● **Provided records**:
◆ ◆ ◆ ◆ ◆ ◆ ◆

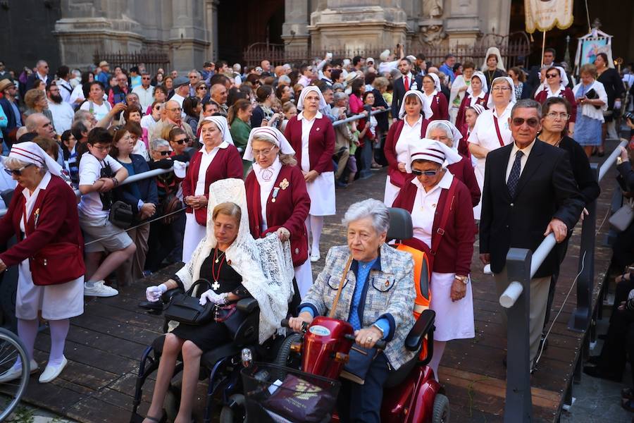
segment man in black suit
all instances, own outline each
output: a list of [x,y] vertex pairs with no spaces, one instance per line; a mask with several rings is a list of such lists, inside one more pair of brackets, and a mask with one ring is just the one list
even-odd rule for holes
[[399,70],[401,71],[401,78],[394,81],[394,92],[392,99],[392,117],[396,122],[399,119],[399,110],[401,108],[401,102],[405,96],[405,92],[410,90],[423,90],[423,78],[420,75],[414,75],[411,73],[411,61],[406,57],[399,61]]
[[[509,124],[514,142],[487,156],[480,223],[480,259],[491,264],[498,295],[508,286],[506,253],[511,247],[535,251],[554,233],[566,239],[583,209],[567,153],[538,140],[542,107],[535,100],[513,106]],[[538,352],[551,276],[559,266],[559,246],[530,281],[530,359]]]

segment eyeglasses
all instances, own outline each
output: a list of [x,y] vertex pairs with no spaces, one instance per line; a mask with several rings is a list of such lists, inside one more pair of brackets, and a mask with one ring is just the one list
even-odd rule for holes
[[254,156],[254,157],[257,157],[258,156],[259,156],[259,155],[261,155],[261,154],[262,156],[266,157],[266,156],[268,156],[268,154],[271,154],[271,152],[272,152],[272,151],[273,151],[273,149],[272,149],[272,148],[267,148],[267,149],[263,149],[263,150],[254,150],[254,149],[251,149],[251,152],[253,153],[253,156]]
[[570,117],[570,115],[567,113],[557,113],[555,111],[550,111],[546,114],[546,116],[553,120],[559,118],[559,119],[567,121],[568,118]]
[[522,118],[513,118],[511,121],[514,126],[521,126],[524,124],[524,122],[526,123],[526,125],[530,126],[530,128],[537,128],[537,125],[540,124],[539,120],[536,118],[529,118],[528,119],[523,119]]
[[418,171],[416,169],[411,169],[411,173],[416,176],[421,176],[423,175],[424,175],[425,176],[435,176],[442,170],[442,168],[440,168],[440,169],[437,169],[435,171]]
[[30,166],[33,166],[32,163],[30,163],[27,165],[20,168],[19,169],[8,169],[6,168],[4,168],[4,171],[8,173],[9,175],[15,175],[15,176],[20,176],[22,175],[22,171],[29,167]]
[[[88,145],[90,145],[89,144]],[[98,147],[97,145],[93,145],[92,148],[96,150],[99,150],[100,152],[109,152],[110,149],[112,148],[111,145],[106,145],[106,147]]]

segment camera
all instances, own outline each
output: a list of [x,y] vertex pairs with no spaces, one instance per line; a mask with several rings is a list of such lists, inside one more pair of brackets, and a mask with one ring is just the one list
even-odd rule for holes
[[626,111],[624,114],[623,114],[623,117],[626,118],[630,123],[634,123],[634,113],[633,113],[631,111]]

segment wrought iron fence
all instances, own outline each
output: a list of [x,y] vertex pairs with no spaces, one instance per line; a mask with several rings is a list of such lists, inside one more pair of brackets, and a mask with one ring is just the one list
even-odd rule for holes
[[170,71],[167,68],[170,64],[170,58],[164,51],[151,51],[136,53],[95,51],[93,56],[94,64],[98,65],[102,60],[108,63],[111,69],[113,69],[115,66],[130,69],[132,66],[143,63],[145,69],[151,75],[155,75],[159,68],[163,68],[166,72]]
[[[508,69],[513,66],[523,64],[528,65],[525,61],[531,52],[530,42],[524,32],[514,32],[502,36],[496,34],[487,34],[481,37],[473,46],[438,46],[432,47],[414,39],[406,46],[406,54],[416,55],[422,53],[426,60],[432,63],[440,64],[445,56],[451,53],[456,56],[459,62],[472,61],[478,68],[485,61],[487,49],[490,47],[499,49],[505,67]],[[299,65],[303,63],[311,63],[315,59],[321,59],[326,53],[332,53],[333,59],[352,58],[355,56],[361,57],[373,57],[378,62],[379,56],[385,50],[385,47],[368,47],[365,49],[299,49],[285,48],[283,44],[256,43],[247,47],[243,53],[244,63],[248,66],[260,64],[260,61],[268,60],[273,66],[284,63]]]

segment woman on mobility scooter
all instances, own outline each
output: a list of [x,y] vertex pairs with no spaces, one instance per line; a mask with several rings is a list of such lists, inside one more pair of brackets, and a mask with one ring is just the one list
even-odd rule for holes
[[433,357],[438,365],[447,341],[473,338],[473,298],[469,273],[475,238],[473,193],[445,166],[462,157],[441,141],[409,145],[410,173],[394,202],[411,213],[414,238],[404,244],[427,253],[431,269],[430,308],[436,312]]
[[414,264],[409,253],[385,244],[389,219],[387,208],[376,200],[350,207],[343,219],[348,245],[330,248],[324,270],[299,306],[299,317],[289,321],[299,331],[303,323],[328,314],[345,274],[332,317],[349,321],[356,343],[363,348],[371,348],[380,339],[389,341],[370,363],[363,385],[342,381],[337,403],[342,422],[380,422],[390,371],[416,354],[404,345],[414,322]]
[[[175,288],[187,290],[200,278],[213,281],[212,289],[200,295],[201,305],[207,302],[225,305],[252,296],[260,309],[259,340],[261,343],[280,327],[292,296],[289,243],[282,245],[277,236],[253,239],[249,231],[244,184],[240,179],[211,184],[208,210],[206,236],[192,259],[172,279],[148,287],[146,296],[149,301],[158,301],[166,290]],[[225,324],[214,319],[201,326],[170,326],[171,332],[165,338],[152,402],[144,423],[164,420],[163,404],[181,352],[182,388],[175,422],[190,423],[201,356],[232,340]]]

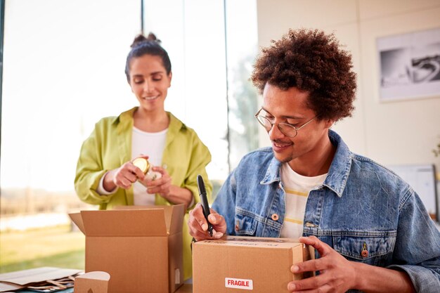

◆ ◆ ◆ ◆ ◆ ◆ ◆

Rewrite every line above as a numbered list, skipping the blank lines and leaving out the pictures.

● **Problem solution**:
1. segment man in black suit
2. all instances, own outline each
3. output: a list of [x,y] vertex pairs with no spaces, one instance per line; a mask with several rings is a list of such lists, inside one more pair of brackets, and a mask with one ring is just the one list
4. even-odd rule for holes
5. [[399,70],[401,71],[401,78],[394,81],[394,92],[392,99],[392,117],[396,122],[399,119],[399,110],[401,108],[401,102],[405,96],[405,92],[410,90],[423,90],[423,78],[420,75],[414,75],[411,73],[411,61],[406,57],[399,61]]
6. [[[509,124],[514,142],[487,156],[480,223],[480,259],[491,264],[498,295],[508,286],[506,253],[511,247],[535,251],[554,233],[566,239],[583,209],[567,153],[538,140],[542,107],[535,100],[513,106]],[[538,352],[551,276],[559,266],[559,246],[530,281],[530,359]]]
7. segment eyeglasses
8. all instances, own outline each
9. output: a list of [x,y] vertex pairs with no spaces, one instance per line; a mask with several rings is a list of such lists, inside one more pair of brackets, and a mask with one ring is just the one list
10. even-odd rule for holes
11. [[254,156],[254,157],[257,157],[258,156],[259,156],[259,155],[261,155],[261,154],[262,156],[266,157],[266,156],[268,156],[268,154],[271,154],[271,152],[272,152],[272,151],[273,151],[273,149],[272,149],[272,148],[267,148],[267,149],[263,149],[263,150],[254,150],[254,149],[251,149],[251,152],[253,153],[253,156]]
12. [[570,117],[570,115],[567,113],[557,113],[555,111],[550,111],[546,114],[546,116],[553,120],[559,118],[559,119],[567,121],[568,118]]
13. [[522,118],[513,118],[511,121],[514,126],[521,126],[524,124],[524,122],[526,123],[526,125],[530,126],[530,128],[537,128],[537,125],[540,124],[539,120],[536,118],[529,118],[528,119],[523,119]]
14. [[418,171],[416,169],[411,169],[411,173],[416,176],[421,176],[423,175],[424,175],[425,176],[435,176],[442,170],[442,168],[440,168],[440,169],[437,169],[435,171]]
15. [[30,166],[33,166],[32,163],[30,163],[27,165],[20,168],[19,169],[8,169],[6,168],[4,168],[4,171],[8,173],[9,175],[15,175],[15,176],[20,176],[22,175],[22,171],[29,167]]
16. [[[88,145],[90,145],[89,144]],[[98,147],[97,145],[93,145],[92,148],[96,150],[99,150],[100,152],[109,152],[110,149],[112,148],[111,145],[106,145],[106,147]]]
17. segment camera
18. all instances, own outline each
19. output: a list of [x,y] vertex pairs with no spaces, one instance per line; a mask with several rings is a list of such lists, inside one more pair of brackets, and a mask with one ring is just the one list
20. even-odd rule for holes
21. [[626,111],[624,114],[623,114],[623,117],[626,118],[630,123],[634,123],[634,113],[633,113],[631,111]]
22. segment wrought iron fence
23. all instances, own outline each
24. output: a list of [x,y] vertex pairs with no spaces, one instance per line; a mask with several rings is a list of such lists, inside one more pair of brackets, and a mask with one ring is just the one list
25. even-odd rule for holes
26. [[170,71],[167,68],[170,64],[170,58],[164,51],[151,51],[136,53],[95,51],[93,56],[94,64],[98,65],[102,60],[108,63],[111,69],[113,69],[115,66],[130,69],[132,66],[143,63],[145,69],[151,75],[155,75],[159,68],[163,68],[166,72]]
27. [[[508,69],[513,66],[523,64],[528,65],[525,61],[531,52],[530,42],[524,32],[514,32],[502,36],[496,34],[487,34],[481,37],[473,46],[438,46],[432,47],[414,39],[406,46],[406,54],[416,55],[422,53],[426,60],[432,63],[440,64],[445,56],[451,53],[456,56],[459,62],[472,61],[478,68],[485,61],[487,49],[490,47],[499,49],[505,67]],[[299,65],[303,63],[311,63],[315,59],[321,59],[326,53],[332,53],[333,59],[352,58],[355,56],[361,57],[373,57],[378,62],[379,56],[385,50],[385,47],[368,47],[365,49],[299,49],[285,48],[283,44],[256,43],[247,47],[243,53],[244,63],[248,66],[260,64],[260,61],[268,60],[273,66],[284,63]]]
28. segment woman on mobility scooter
29. all instances, own outline each
30. output: a list of [x,y] vertex pairs with no spaces, one instance per line; a mask with several rings is a list of such lists, inside one more pair of brackets, and a mask with one ring is just the one list
31. even-odd rule for holes
32. [[433,357],[438,365],[447,341],[473,338],[473,298],[469,273],[475,238],[473,193],[445,166],[462,157],[441,141],[409,145],[410,173],[394,202],[411,213],[414,238],[404,244],[427,253],[431,269],[430,308],[436,312]]
33. [[414,264],[409,253],[385,244],[389,219],[387,208],[376,200],[350,207],[343,219],[348,245],[330,248],[324,270],[299,306],[299,317],[289,321],[299,331],[303,323],[328,314],[345,274],[332,317],[349,321],[356,343],[363,348],[371,348],[380,339],[389,341],[370,363],[363,385],[342,381],[337,403],[342,422],[380,422],[390,371],[416,354],[404,345],[414,322]]
34. [[[175,288],[187,290],[200,278],[213,281],[212,289],[200,295],[201,305],[207,302],[225,305],[252,296],[260,309],[259,340],[261,343],[280,327],[292,296],[289,243],[282,245],[277,236],[253,239],[249,231],[244,184],[240,179],[211,184],[208,210],[206,236],[192,259],[172,279],[148,287],[146,296],[149,301],[158,301],[166,290]],[[225,324],[214,319],[201,326],[170,326],[171,332],[165,338],[152,402],[144,423],[164,420],[163,404],[181,352],[182,388],[175,422],[190,423],[201,356],[232,340]]]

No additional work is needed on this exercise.